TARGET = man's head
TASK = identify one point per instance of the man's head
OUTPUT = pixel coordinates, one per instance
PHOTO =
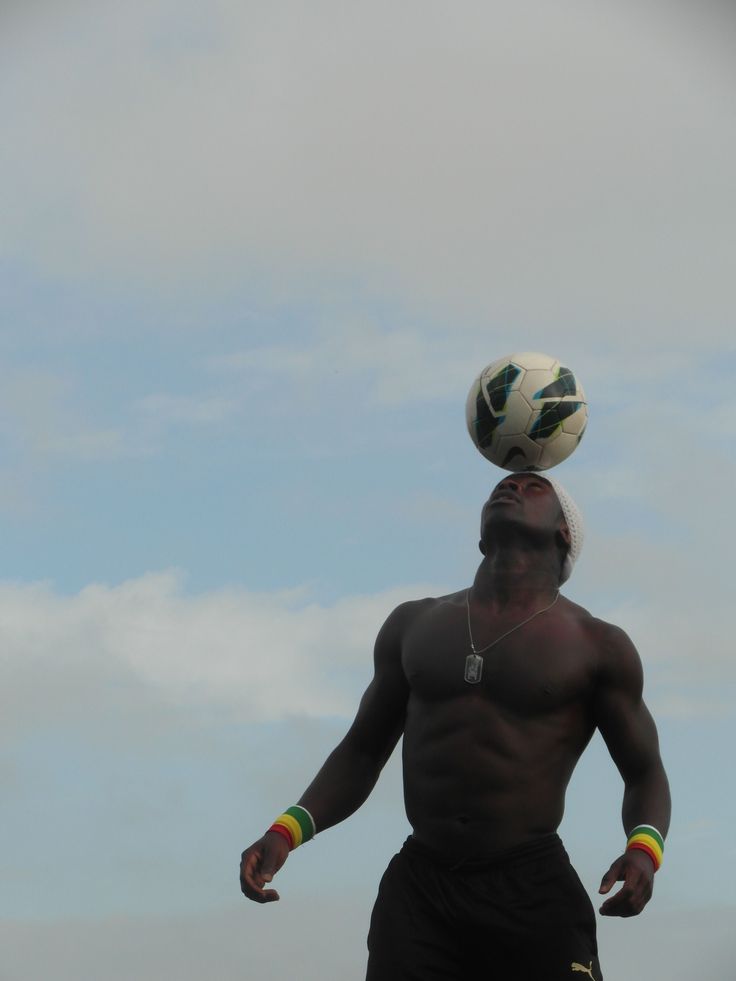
(540, 503)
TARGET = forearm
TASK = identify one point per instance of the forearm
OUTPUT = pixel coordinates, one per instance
(647, 800)
(343, 783)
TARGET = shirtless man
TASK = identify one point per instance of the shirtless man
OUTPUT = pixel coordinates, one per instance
(483, 887)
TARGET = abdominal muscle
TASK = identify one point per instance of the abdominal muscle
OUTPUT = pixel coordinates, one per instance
(478, 780)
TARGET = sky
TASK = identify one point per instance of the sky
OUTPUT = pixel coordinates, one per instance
(251, 257)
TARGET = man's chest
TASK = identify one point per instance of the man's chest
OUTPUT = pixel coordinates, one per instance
(538, 668)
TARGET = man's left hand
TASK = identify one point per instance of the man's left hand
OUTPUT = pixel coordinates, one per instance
(636, 870)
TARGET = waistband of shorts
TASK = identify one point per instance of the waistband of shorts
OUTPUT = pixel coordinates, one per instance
(546, 846)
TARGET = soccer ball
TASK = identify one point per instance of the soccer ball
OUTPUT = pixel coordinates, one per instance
(526, 412)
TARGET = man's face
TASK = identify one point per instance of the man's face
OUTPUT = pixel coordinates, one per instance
(525, 498)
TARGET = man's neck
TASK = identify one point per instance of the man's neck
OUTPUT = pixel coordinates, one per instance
(516, 578)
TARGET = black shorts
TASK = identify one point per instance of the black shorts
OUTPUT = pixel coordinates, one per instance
(520, 916)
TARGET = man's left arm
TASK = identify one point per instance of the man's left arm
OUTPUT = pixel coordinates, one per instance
(631, 737)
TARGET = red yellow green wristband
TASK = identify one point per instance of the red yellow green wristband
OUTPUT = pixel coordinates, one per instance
(647, 839)
(296, 825)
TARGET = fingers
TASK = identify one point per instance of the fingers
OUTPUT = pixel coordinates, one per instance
(253, 879)
(635, 893)
(259, 864)
(613, 875)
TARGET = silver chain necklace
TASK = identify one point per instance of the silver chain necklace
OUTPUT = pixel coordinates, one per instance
(474, 661)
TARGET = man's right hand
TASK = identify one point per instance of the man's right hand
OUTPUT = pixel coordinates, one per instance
(259, 864)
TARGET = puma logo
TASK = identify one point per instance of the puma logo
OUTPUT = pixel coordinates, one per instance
(585, 970)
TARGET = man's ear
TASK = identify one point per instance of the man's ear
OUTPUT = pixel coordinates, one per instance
(564, 533)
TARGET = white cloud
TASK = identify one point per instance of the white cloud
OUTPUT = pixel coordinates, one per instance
(254, 657)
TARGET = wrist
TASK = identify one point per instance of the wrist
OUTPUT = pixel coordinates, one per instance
(296, 825)
(646, 838)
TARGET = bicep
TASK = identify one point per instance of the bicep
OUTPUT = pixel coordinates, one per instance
(621, 715)
(379, 721)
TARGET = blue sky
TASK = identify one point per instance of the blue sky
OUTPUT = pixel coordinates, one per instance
(250, 261)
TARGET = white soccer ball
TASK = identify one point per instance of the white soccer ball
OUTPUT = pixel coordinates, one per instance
(526, 412)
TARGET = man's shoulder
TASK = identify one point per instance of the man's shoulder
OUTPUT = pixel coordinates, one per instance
(612, 647)
(409, 611)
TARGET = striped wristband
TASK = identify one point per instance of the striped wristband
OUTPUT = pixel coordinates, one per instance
(647, 839)
(296, 825)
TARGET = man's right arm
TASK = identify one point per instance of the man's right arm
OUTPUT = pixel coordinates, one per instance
(350, 772)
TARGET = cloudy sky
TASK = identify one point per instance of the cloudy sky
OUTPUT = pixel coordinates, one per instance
(251, 257)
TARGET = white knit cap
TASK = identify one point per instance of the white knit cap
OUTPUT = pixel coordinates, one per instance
(574, 520)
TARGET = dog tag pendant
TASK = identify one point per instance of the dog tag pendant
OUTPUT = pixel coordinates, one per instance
(473, 668)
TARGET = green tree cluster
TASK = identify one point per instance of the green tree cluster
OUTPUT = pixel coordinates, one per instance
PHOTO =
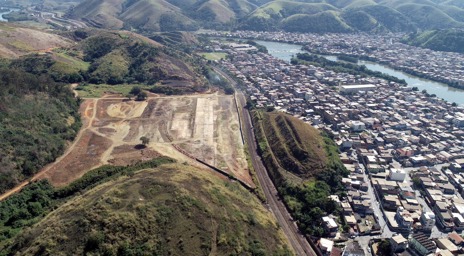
(38, 116)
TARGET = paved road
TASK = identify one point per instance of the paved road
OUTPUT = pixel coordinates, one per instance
(297, 240)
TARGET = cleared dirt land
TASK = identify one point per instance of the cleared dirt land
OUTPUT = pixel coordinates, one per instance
(182, 127)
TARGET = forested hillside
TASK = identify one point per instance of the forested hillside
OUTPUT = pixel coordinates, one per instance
(153, 208)
(450, 40)
(38, 116)
(303, 164)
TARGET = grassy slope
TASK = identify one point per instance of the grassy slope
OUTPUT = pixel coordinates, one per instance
(17, 40)
(440, 40)
(427, 16)
(173, 209)
(125, 58)
(304, 166)
(328, 21)
(298, 147)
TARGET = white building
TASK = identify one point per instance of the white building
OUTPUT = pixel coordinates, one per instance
(397, 175)
(428, 220)
(357, 126)
(347, 89)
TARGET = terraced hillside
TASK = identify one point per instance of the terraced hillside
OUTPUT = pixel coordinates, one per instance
(170, 209)
(303, 164)
(295, 145)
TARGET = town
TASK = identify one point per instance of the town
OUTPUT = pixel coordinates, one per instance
(446, 67)
(403, 148)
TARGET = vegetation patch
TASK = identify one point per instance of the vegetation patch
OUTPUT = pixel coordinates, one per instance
(35, 114)
(166, 209)
(287, 145)
(213, 55)
(449, 40)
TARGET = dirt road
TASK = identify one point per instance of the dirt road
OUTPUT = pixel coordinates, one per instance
(299, 243)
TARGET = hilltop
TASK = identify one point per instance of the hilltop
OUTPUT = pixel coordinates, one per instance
(449, 40)
(160, 15)
(303, 164)
(348, 16)
(290, 15)
(16, 40)
(169, 209)
(34, 133)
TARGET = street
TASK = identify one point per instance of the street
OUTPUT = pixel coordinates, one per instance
(298, 242)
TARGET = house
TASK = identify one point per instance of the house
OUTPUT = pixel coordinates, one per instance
(326, 246)
(446, 244)
(330, 226)
(427, 220)
(421, 244)
(456, 239)
(398, 243)
(397, 175)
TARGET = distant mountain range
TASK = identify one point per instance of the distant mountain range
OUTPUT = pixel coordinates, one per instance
(289, 15)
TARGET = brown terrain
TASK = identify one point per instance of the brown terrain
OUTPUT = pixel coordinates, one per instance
(16, 40)
(182, 127)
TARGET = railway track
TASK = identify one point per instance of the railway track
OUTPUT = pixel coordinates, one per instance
(297, 240)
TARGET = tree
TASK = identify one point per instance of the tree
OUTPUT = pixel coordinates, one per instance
(145, 140)
(384, 248)
(141, 96)
(135, 90)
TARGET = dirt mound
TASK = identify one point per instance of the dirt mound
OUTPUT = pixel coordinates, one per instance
(16, 41)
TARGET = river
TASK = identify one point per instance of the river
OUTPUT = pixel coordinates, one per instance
(285, 52)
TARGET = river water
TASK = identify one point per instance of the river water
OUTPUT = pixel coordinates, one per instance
(286, 51)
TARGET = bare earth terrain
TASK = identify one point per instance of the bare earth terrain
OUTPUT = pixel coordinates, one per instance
(182, 127)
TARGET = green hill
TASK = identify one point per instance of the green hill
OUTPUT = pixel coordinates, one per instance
(378, 18)
(322, 22)
(272, 15)
(160, 15)
(172, 209)
(427, 16)
(39, 117)
(303, 164)
(375, 16)
(451, 40)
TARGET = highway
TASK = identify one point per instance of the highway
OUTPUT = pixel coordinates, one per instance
(298, 242)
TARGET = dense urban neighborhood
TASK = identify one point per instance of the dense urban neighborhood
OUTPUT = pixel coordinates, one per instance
(439, 66)
(403, 147)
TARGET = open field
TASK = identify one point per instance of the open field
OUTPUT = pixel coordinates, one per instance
(182, 127)
(99, 90)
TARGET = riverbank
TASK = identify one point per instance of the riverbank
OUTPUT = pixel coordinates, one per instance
(285, 51)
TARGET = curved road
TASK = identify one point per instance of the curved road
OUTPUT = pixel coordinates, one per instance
(299, 243)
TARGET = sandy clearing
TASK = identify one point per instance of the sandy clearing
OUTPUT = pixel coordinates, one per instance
(181, 127)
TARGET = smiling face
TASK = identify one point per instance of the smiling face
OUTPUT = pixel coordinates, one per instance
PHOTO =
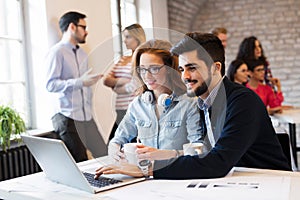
(195, 74)
(241, 75)
(223, 38)
(158, 81)
(130, 41)
(258, 73)
(80, 32)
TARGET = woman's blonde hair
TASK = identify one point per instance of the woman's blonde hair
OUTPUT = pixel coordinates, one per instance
(136, 31)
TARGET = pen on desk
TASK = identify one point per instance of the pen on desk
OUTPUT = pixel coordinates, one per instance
(232, 186)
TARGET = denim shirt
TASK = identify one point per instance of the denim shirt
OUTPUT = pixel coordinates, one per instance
(179, 124)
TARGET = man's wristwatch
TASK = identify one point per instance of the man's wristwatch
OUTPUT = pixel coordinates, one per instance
(144, 166)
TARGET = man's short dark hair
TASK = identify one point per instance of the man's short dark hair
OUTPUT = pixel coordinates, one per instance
(209, 48)
(68, 18)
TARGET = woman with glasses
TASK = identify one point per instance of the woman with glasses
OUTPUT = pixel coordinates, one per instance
(238, 72)
(162, 117)
(271, 99)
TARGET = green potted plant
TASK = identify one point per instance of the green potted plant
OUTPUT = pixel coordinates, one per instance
(11, 125)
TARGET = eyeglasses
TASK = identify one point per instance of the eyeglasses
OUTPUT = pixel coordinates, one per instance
(82, 26)
(154, 69)
(260, 70)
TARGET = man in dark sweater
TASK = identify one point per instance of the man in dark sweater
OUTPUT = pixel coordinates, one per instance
(239, 130)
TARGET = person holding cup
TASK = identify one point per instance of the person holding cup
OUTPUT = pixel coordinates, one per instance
(162, 117)
(240, 135)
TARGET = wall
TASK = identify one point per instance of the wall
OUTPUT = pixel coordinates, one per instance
(276, 23)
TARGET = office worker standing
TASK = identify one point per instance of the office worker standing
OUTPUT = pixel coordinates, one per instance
(69, 76)
(239, 128)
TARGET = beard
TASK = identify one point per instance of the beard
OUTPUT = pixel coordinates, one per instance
(198, 91)
(79, 40)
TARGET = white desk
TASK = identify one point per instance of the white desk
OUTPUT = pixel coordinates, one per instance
(292, 117)
(273, 185)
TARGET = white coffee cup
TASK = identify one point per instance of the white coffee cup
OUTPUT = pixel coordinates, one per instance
(129, 151)
(192, 148)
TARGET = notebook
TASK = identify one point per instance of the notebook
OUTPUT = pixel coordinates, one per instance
(59, 166)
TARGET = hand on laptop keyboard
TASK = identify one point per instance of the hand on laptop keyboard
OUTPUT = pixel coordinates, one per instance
(100, 181)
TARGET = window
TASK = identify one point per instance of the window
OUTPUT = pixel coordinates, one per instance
(13, 84)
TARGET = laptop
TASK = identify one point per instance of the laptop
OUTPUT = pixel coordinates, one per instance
(59, 166)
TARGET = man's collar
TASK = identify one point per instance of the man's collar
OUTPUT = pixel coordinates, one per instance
(207, 102)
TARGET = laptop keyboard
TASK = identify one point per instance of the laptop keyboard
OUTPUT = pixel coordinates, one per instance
(101, 181)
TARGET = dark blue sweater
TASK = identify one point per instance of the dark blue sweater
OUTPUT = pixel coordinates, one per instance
(245, 138)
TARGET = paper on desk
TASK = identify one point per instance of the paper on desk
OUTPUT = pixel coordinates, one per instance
(231, 188)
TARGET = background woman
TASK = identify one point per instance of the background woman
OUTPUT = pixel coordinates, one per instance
(119, 77)
(251, 49)
(238, 72)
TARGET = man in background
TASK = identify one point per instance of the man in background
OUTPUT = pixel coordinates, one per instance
(69, 76)
(221, 33)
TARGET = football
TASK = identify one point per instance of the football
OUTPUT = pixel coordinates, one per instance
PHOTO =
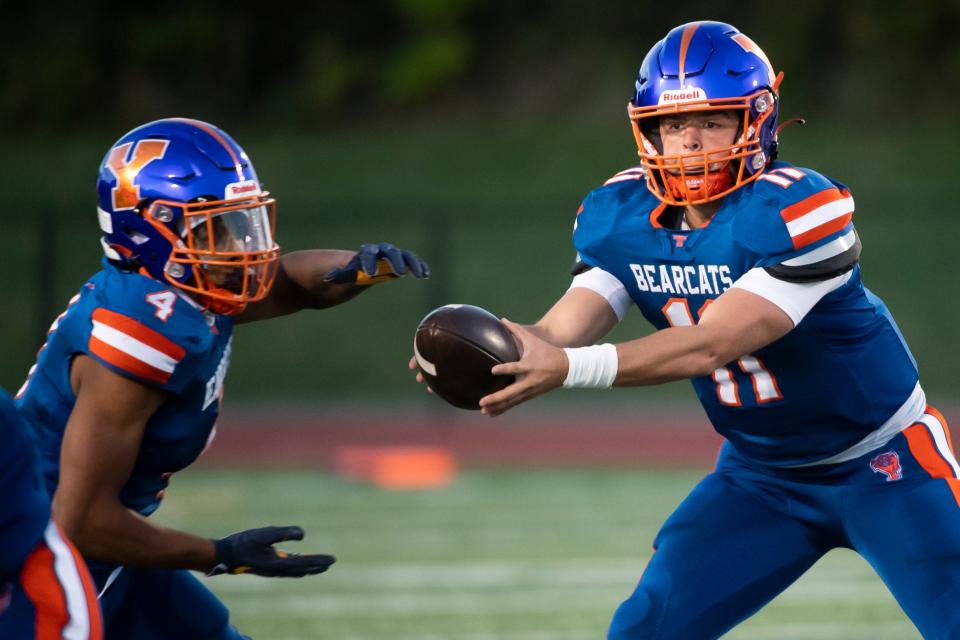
(455, 347)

--------------------------------------------------

> [Written problem]:
Omit the pictures and please write out exactly the lines between the one containing "TARGET = dark blue sweater" and the last line of the entries, both included.

> [Task output]:
TARGET = dark blue sweater
TASK = identify one point per instance of the dark blue sweater
OUTPUT = pixel coordinates, one per instance
(245, 138)
TARGET = paper on desk
TASK = identify one point per instance of the paper on desk
OUTPUT = pixel coordinates, one per instance
(231, 188)
TARGET = background woman
TASK = identify one point per instance of the background woman
OUTPUT = pixel coordinates, one per instance
(119, 77)
(251, 49)
(238, 72)
TARGET = man in background
TASK = identify one point per instance of the man in background
OUTPUT = pixel coordinates, one per instance
(69, 76)
(221, 33)
TARGET = football
TASK = identify one point per instance of the football
OUTPUT = pixel coordinates, one per instance
PHOTO =
(455, 347)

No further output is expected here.